Start of Document section

UNITED STATES

SECURITIES AND EXCHANGE COMMISSION

WASHINGTON, D.C. 20549

 

FORM 8-K

 

CURRENT REPORT

PURSUANT TO SECTION 13 OR 15(d) OF THE

SECURITIES EXCHANGE ACT OF 1934

 

Date of Report (Date of earliest event reported):  June 15, 2018

 

American Realty Capital New York City REIT, Inc.

(Exact Name of Registrant as Specified in Charter)

 

Maryland   000-55393   46-4380248

(State or other jurisdiction

of incorporation)

  (Commission File Number)  

(I.R.S. Employer

Identification No.)

 

405 Park Avenue, 4 th Floor
New York, New York 10022

(Address, including zip code, of Principal Executive Offices)

 

Registrant’s telephone number, including area code: (212) 415-6500

 

Check the appropriate box below if the Form 8-K filing is intended to simultaneously satisfy the filing obligation of the registrant under any of the following provisions:

 

¨ Written communications pursuant to Rule 425 under the Securities Act (17 CFR 230.425)

 

¨ Soliciting material pursuant to Rule 14a-12 under the Exchange Act (17 CFR 240.14a-12)

 

¨ Pre-commencement communications pursuant to Rule 14d-2(b) under the Exchange Act (17 CFR 240.14d-2(b))

 

x Pre-commencement communications pursuant to Rule 13e-4(c) under the Exchange Act (17 CFR 240.13e-4(c))

 

Indicate by check mark whether the registrant is an emerging growth company as defined in Rule 405 of the Securities Act of 1933 (§230.405 of this chapter) or Rule 12b-2 of the Securities Exchange Act of 1934 (§240.12b-2 of this chapter).

End of Document section
Start of Excerpted data

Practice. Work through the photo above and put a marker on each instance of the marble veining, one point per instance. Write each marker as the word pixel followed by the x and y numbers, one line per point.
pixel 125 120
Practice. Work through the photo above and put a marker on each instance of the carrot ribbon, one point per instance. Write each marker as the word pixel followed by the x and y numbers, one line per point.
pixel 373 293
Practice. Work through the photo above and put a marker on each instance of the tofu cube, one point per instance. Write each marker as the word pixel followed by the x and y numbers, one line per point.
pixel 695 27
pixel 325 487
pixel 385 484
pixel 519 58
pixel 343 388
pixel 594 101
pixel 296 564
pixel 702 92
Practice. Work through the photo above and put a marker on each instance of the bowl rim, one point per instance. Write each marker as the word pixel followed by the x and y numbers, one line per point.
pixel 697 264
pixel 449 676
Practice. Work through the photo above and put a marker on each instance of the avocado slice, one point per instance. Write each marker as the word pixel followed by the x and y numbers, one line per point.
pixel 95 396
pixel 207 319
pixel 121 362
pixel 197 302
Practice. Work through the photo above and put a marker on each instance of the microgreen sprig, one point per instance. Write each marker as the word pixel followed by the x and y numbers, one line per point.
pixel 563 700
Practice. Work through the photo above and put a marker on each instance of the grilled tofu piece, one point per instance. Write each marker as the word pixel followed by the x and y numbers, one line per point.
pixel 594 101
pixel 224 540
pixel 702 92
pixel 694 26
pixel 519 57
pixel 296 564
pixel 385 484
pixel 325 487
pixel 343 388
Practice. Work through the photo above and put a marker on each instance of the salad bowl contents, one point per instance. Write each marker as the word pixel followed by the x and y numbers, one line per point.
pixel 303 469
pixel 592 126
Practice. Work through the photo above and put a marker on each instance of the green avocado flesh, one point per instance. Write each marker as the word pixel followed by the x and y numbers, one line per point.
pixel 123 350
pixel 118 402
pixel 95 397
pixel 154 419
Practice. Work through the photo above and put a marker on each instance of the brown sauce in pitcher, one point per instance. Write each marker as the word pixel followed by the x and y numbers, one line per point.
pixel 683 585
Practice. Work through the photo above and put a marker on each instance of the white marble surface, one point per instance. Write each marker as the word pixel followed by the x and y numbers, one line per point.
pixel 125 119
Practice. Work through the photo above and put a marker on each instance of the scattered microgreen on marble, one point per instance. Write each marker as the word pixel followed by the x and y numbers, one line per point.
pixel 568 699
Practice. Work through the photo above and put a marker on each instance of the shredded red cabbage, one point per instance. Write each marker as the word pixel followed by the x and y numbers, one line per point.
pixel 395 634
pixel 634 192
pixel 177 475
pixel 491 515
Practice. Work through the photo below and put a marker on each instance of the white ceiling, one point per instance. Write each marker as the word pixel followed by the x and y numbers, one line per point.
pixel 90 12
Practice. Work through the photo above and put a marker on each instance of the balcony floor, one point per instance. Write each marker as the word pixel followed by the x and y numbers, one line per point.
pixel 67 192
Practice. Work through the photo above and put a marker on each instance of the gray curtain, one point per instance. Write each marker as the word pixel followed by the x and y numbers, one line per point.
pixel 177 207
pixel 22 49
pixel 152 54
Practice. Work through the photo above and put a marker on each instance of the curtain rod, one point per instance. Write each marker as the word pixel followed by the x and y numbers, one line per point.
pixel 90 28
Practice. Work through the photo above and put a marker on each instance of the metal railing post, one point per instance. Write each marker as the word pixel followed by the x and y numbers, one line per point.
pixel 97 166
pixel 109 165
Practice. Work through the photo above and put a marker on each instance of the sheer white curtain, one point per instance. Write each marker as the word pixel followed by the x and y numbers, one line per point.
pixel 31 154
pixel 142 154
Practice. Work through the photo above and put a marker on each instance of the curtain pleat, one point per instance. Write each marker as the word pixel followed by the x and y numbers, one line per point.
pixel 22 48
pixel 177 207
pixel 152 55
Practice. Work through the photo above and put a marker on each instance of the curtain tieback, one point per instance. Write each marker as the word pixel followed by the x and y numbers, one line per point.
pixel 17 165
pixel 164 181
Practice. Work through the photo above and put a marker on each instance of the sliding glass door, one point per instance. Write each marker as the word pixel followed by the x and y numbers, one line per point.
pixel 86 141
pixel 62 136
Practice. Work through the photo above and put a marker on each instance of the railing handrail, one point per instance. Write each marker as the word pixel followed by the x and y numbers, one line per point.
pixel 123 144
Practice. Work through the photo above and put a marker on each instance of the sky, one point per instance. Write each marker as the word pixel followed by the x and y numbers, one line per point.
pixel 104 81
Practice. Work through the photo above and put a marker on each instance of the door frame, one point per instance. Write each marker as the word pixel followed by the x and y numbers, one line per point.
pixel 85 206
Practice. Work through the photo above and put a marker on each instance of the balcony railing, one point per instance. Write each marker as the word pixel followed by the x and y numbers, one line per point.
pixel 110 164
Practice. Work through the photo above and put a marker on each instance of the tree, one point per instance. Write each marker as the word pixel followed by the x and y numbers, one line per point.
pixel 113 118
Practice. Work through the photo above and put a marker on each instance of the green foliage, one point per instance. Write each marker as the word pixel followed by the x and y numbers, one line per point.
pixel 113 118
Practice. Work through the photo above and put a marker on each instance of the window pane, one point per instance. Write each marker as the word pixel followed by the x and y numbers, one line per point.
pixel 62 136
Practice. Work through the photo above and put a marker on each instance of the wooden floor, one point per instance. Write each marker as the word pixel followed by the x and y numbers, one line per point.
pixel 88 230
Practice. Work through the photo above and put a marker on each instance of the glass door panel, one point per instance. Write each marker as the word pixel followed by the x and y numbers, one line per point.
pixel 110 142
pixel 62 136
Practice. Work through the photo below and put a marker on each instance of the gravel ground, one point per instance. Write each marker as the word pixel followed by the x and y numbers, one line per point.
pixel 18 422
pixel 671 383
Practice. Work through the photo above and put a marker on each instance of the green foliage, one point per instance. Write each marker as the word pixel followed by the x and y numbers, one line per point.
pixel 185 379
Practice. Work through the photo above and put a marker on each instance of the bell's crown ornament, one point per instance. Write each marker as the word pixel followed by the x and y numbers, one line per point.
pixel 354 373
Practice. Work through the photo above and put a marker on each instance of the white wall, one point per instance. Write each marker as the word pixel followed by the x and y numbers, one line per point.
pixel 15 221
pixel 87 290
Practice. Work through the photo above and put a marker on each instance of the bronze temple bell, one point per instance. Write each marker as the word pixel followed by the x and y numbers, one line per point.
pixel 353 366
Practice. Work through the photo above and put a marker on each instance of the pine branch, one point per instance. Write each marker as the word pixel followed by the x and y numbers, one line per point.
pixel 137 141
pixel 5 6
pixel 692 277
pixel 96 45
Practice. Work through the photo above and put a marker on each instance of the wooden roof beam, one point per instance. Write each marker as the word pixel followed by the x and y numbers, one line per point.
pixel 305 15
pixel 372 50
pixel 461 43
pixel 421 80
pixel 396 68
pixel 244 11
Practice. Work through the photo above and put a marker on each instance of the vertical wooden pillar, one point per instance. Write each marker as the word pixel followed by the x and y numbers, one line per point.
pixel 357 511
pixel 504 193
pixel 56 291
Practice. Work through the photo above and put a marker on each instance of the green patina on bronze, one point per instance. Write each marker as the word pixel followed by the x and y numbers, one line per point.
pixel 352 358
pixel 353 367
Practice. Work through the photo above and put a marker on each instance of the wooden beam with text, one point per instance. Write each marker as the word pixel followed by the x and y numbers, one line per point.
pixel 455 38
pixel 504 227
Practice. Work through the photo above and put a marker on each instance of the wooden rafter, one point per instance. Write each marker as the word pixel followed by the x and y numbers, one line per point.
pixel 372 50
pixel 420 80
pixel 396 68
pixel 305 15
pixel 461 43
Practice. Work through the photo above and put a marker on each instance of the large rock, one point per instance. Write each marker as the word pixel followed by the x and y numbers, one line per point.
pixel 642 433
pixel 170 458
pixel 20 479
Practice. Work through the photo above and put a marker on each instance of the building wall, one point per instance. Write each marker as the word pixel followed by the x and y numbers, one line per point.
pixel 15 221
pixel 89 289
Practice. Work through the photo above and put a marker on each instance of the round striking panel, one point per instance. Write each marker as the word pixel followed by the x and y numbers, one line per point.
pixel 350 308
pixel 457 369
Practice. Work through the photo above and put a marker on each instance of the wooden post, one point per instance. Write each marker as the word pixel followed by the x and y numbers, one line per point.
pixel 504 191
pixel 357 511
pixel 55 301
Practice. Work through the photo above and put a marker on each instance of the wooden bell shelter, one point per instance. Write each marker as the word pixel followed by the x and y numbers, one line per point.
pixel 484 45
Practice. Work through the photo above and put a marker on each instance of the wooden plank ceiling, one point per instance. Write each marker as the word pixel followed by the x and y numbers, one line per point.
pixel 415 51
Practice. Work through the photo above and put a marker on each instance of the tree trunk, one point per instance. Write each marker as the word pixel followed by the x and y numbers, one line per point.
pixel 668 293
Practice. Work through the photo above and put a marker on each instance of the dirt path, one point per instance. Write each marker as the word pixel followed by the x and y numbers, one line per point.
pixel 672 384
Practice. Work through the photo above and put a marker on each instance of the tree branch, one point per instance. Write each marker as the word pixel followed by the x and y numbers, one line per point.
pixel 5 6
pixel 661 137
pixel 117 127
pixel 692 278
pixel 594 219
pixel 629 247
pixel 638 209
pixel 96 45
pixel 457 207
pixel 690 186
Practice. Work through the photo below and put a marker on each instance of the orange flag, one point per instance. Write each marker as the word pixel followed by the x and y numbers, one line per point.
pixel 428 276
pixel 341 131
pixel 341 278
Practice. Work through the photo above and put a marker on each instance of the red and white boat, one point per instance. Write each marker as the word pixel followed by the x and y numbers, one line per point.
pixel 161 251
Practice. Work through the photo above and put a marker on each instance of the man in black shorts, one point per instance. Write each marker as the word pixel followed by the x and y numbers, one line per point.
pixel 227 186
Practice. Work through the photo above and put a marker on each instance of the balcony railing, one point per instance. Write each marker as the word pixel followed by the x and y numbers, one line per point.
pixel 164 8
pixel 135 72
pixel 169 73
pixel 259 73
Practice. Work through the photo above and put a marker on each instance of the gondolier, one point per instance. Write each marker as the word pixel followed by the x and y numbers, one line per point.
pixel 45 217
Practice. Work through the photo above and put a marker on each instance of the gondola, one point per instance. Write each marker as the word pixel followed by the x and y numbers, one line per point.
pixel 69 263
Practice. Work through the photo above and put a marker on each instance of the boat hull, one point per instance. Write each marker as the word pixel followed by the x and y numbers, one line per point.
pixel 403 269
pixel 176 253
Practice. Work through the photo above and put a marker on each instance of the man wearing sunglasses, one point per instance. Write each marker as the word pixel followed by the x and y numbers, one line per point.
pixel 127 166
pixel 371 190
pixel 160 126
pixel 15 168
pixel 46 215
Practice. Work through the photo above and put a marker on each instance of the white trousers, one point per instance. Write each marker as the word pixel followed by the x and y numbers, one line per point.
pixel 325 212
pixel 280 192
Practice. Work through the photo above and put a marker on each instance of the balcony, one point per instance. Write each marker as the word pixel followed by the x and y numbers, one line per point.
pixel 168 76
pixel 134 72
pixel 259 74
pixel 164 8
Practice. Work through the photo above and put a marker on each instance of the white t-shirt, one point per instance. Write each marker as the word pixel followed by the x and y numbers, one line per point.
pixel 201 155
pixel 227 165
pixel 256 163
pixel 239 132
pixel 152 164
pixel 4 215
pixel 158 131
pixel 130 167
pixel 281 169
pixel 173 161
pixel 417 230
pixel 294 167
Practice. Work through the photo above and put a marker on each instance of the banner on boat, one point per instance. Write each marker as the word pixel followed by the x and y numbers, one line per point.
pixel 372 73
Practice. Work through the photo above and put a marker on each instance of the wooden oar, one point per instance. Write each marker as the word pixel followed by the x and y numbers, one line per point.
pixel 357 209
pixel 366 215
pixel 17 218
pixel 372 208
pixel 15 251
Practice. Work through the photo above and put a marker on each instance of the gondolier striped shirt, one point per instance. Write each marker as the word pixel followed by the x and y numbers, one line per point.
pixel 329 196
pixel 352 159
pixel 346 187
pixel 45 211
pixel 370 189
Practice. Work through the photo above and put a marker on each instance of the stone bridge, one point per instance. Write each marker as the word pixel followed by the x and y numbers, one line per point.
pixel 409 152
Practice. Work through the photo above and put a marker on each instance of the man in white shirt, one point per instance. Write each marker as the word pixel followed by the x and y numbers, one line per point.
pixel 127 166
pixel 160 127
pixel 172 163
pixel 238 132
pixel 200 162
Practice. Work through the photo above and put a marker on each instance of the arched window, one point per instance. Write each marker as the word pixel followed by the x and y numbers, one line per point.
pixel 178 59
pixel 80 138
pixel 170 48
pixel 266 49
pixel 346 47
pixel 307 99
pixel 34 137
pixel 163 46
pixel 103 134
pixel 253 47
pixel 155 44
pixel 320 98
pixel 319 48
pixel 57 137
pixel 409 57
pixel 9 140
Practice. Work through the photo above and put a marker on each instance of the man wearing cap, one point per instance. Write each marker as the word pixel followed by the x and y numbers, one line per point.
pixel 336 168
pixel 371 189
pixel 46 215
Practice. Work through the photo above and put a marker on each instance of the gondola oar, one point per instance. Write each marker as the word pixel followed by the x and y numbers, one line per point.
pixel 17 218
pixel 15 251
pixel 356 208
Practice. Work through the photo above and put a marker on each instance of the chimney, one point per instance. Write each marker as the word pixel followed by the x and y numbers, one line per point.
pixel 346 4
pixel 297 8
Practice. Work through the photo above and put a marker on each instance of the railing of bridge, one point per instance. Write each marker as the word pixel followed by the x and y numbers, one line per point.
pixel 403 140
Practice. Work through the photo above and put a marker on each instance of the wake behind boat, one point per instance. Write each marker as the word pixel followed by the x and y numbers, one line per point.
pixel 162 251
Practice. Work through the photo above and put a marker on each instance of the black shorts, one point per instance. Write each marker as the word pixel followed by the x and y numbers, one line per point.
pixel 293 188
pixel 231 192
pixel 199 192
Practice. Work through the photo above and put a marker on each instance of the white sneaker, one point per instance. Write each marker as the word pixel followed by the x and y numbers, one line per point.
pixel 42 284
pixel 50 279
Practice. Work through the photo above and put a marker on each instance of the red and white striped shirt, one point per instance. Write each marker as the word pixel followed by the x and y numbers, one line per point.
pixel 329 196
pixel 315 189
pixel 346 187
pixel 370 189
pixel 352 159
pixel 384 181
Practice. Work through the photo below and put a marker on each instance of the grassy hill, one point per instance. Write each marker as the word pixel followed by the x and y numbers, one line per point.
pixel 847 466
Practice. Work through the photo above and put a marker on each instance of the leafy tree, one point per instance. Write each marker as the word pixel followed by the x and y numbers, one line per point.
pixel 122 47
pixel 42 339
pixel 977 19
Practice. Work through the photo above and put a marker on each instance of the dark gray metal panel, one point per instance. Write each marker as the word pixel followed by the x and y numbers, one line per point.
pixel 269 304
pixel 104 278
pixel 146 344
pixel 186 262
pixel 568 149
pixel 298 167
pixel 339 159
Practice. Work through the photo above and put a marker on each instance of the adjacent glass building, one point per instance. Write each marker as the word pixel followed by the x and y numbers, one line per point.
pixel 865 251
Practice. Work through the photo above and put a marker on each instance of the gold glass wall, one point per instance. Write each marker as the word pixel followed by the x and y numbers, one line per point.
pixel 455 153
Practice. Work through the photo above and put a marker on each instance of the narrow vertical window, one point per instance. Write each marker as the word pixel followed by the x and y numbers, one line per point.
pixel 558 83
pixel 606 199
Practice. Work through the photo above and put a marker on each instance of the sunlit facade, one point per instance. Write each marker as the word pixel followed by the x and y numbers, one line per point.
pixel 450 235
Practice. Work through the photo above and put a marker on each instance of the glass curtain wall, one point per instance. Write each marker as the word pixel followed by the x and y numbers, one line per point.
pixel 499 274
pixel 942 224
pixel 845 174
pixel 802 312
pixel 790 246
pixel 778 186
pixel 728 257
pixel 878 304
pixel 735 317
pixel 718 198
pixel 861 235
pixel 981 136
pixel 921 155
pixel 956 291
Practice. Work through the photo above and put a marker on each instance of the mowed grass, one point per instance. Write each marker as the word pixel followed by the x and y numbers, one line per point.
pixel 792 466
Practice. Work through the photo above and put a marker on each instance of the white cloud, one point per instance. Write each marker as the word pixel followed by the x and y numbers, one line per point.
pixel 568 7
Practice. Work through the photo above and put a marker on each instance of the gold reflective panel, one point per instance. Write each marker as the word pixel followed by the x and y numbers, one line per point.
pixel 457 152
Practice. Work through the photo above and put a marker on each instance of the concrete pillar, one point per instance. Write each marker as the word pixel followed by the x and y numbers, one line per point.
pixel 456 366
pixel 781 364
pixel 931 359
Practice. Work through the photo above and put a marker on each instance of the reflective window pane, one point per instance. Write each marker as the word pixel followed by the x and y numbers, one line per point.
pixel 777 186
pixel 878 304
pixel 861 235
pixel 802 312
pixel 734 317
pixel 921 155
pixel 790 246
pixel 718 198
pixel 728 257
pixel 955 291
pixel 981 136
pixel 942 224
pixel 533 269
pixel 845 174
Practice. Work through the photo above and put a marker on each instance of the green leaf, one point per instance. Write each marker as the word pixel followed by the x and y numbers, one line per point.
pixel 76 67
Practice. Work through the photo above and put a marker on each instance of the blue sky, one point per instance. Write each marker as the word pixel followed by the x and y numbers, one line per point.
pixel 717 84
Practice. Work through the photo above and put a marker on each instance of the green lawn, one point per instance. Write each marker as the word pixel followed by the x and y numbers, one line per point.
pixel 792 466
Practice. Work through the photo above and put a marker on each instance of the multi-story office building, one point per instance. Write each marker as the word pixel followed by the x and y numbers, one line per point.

End of Excerpted data

* **To do**
[1] Reproduce the passage of the Form 8-K cover page between "Registrant’s telephone number, including" and "(17 CFR 240.14a-12)", inclusive, without any alteration.
[2] Continue the Form 8-K filing from the point at which the text ends.

* **Response list**
[1]
Registrant’s telephone number, including area code: (212) 415-6500

 

Check the appropriate box below if the Form 8-K filing is intended to simultaneously satisfy the filing obligation of the registrant under any of the following provisions:

 

¨ Written communications pursuant to Rule 425 under the Securities Act (17 CFR 230.425)

 

¨ Soliciting material pursuant to Rule 14a-12 under the Exchange Act (17 CFR 240.14a-12)

[2]
Emerging growth company x

 

If an emerging growth company, indicate by check mark if the registrant has elected not to use the extended transition period for complying with any new or revised financial accounting standards provided pursuant to Section 13(a) of the Exchange Act. x

 

 

 

 

 

Item 8.01. Other Events

 

Commencement of Tender Offers

 

On June 4, 2018, MacKenzie Realty Capital, Inc. and certain of its affiliates (collectively, “MacKenzie”) commenced an unsolicited offer (the “MacKenzie Offer”) to stockholders of American Realty Capital New York City REIT, Inc. (the “Company”) to purchase up to 500,000 shares of the Company’s common stock, par value $0.01 per share (“Shares”), at a price of  $12.04 per Share in cash. The expiration date of the MacKenzie Offer is July 20, 2018 (unless extended).

 

The Company’s board of directors (the “Board”) believes that the MacKenzie Offer is not in the best interests of stockholders. This belief is based on, among other things, the most recent estimated net asset value per Share (the “Estimated Per-Share NAV”) approved by the independent directors of the Board on October 25, 2017 of  $20.26 as of June 30, 2017. The purchase price in the MacKenzie Offer is $8.22 per Share, or 41%, lower than the Estimated Per-Share NAV. The Board also believes that the MacKenzie Offer avoids important investor protections and disclosure.

 

In order to deter MacKenzie and other potential future bidders that may try to exploit the illiquidity of the Shares and acquire them from the Company’s stockholders at prices substantially below their Estimated Per-Share NAV, on June 15, 2018, the Company commenced a self-tender offer (the “Company Offer”) for up to 500,000 Shares at a price of  $12.95 per Share. The Company Offer will be paid in cash, less the withholding of any applicable taxes and without interest, as further described in the Offer to Purchase, the Letter of Transmittal and other related materials filed with the Securities and Exchange Commission (the “SEC”) by the Company as exhibits to an issuer tender offer statement on Schedule TO. Unless extended or withdrawn, the Company Offer will expire at 11:59 p.m., Eastern time, on July 24, 2018. Upon expiration, payment for the Shares accepted for purchase in the Company Offer will occur promptly in accordance with applicable law. However, the Board believes that the offer price under the Company Offer is still well below the current Estimated Per-Share NAV of the Shares. The Company Offer provides stockholders who desire immediate liquidity an alternative to the MacKenzie Offer at a 7.6% premium to the MacKenzie Offer price.

 

Because the offer price under the Company Offer is still well below the current Estimated Per-Share NAV of the Shares, the Company’s board of directors recommends that stockholders DO NOT tender their Shares in the Company Offer or the lower MacKenzie Offer.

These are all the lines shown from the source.